Set task A: Write out the passage on the modulus of a complex number word for word, from "Although many points" up to and including "its polar coordinates.".
Set task B: Pick up the passage on the modulus and argument of a complex number and continue it from its final sentence.

The modulus of a complex number represents its *magnitude* (absolute value). All points on the complex plane that are the same distance from the origin have the same modulus, and hence the same absolute value. Looking at the diagram, you should be able to see that the modulus of a complex number (i.e. the distance between it and the origin) will be equal in length to the hypotenuse of a right-angled triangle in which the length of the horizontal and vertical legs correspond to the value of the real and imaginary parts of the complex number respectively. We can therefore find the absolute value of a complex number using Pythagoras' theorem. Let's suppose we want to find the absolute value of a complex number, *z*. The required formula is:

|*z*| = √( *x* ^{2} + *y* ^{2} )

where *x* and *y* represent the real and imaginary coordinates of the complex number *z* in the complex plane (note that vertical bars surrounding a variable are used to denote its absolute value). Let's apply this formula to the complex number 5 + 4*i* to find its modulus, *r*:

*r* = |5 + 4*i*| = √(5^{2} + 4^{2}) = √(41) = 6.403

Although many points in the complex plane (an infinite number, in fact) can have the same modulus, each point in the complex plane is uniquely identified using a combination of its modulus and the angle between the modulus and the positive real axis, measured anti-clockwise from that axis. This angle, usually denoted using the lower-case Greek letter *phi* (*φ*), is called the *argument* of the complex number. For a complex number *z*, we would express the argument of that complex number as arg(*z*). The modulus and the argument of a complex number together are known as its *polar coordinates*. There are two possible ways, then, to specify the position of a complex number in the complex plane. We can use either its Cartesian coordinates or its polar coordinates.

Entries:
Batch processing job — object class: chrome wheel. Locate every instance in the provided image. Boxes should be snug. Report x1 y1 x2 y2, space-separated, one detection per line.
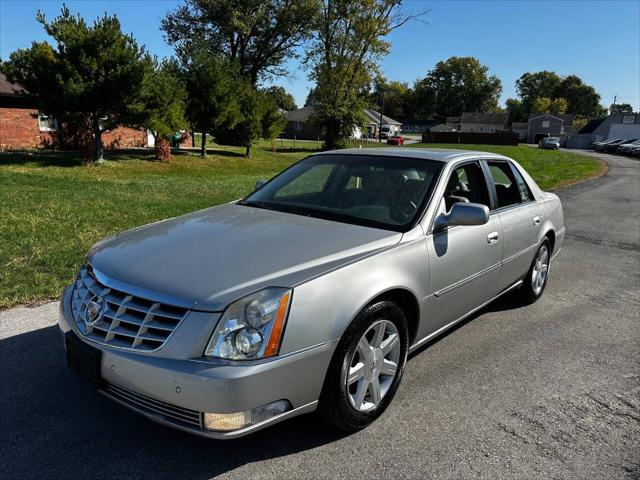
531 245 549 295
346 320 401 412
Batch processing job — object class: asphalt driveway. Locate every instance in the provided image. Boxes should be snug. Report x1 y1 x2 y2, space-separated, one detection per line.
0 155 640 479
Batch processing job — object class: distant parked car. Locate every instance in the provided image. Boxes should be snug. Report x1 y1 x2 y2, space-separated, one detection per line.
387 135 404 145
617 140 640 155
601 138 638 153
591 138 622 152
538 137 560 150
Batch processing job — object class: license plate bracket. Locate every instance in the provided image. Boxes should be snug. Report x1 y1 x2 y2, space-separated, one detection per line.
64 332 104 388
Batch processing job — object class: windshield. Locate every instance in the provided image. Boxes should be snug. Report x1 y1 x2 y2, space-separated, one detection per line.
240 154 442 231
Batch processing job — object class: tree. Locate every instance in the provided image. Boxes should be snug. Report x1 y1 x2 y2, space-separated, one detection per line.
554 75 604 117
264 85 298 112
516 70 603 117
261 94 287 152
2 6 152 161
406 78 436 120
143 60 187 161
420 57 502 117
304 88 316 107
162 0 319 85
533 97 567 115
516 70 562 115
369 76 410 121
181 49 243 157
225 82 264 158
609 103 633 115
505 98 528 123
305 0 424 148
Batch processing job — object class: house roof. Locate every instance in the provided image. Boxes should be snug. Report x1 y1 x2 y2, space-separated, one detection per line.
364 108 402 125
460 112 509 125
0 73 26 96
578 118 604 133
429 123 456 132
284 105 313 122
285 105 402 125
529 112 573 127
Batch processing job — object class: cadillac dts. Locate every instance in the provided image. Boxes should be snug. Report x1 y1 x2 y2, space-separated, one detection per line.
59 148 565 438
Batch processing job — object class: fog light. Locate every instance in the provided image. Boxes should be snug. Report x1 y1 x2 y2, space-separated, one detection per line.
204 400 291 432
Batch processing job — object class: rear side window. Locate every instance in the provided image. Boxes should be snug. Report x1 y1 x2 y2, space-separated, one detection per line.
444 163 490 211
488 162 522 208
512 167 534 202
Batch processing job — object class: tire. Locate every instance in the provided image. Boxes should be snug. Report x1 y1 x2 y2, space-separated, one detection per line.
518 238 551 305
318 301 409 432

Expected output A:
Although many points in the complex plane (an infinite number, in fact) can have the same modulus, each point in the complex plane is uniquely identified using a combination of its modulus and the angle between the modulus and the positive real axis, measured anti-clockwise from that axis. This angle, usually denoted using the lower-case Greek letter *phi* (*φ*), is called the *argument* of the complex number. For a complex number *z*, we would express the argument of that complex number as arg(*z*). The modulus and the argument of a complex number together are known as its *polar coordinates*. There are two possible ways, then, to specify the position of a complex number in the complex plane. We can use either its Cartesian coordinates or its polar coordinates.

Expected output B:
We have already seen how we can use Pythagoras' theorem to find the modulus of a complex number using its *x* and *y* coordinate values. Using these same coordinates, we can use trigonometry to find its argument. The precise formula used for finding the argument *φ* of a complex number will depend on the sign of both the *x* and *y* coordinates. Let's deal with some trivial cases first. If a complex number *z* has an absolute value of zero (i.e. *z* = 0 + 0*i*), then obviously the *x* and *y* coordinates will also both be zero, and the value of *φ* is said to be *undefined*.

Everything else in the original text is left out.